Material provided:
■ ■ ■ ■ ■

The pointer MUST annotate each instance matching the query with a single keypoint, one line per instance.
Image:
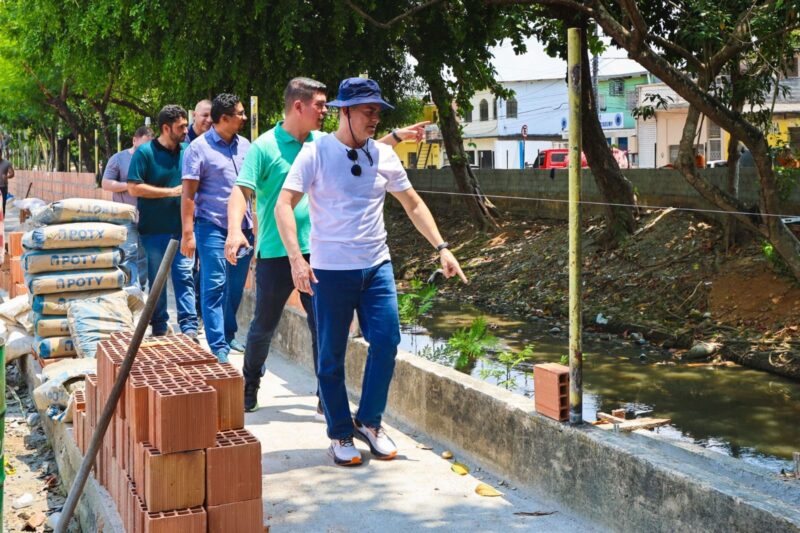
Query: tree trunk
(613, 186)
(483, 211)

■ ■ ■ ■ ■

What you should do: The listing above should be transcribed word for word, with its pictures left out.

Reply to the exercise:
The pointer MUST annotate each instance matching the query with a single keypoint, one line per instance.
Image:
Query: tree trunk
(613, 186)
(483, 211)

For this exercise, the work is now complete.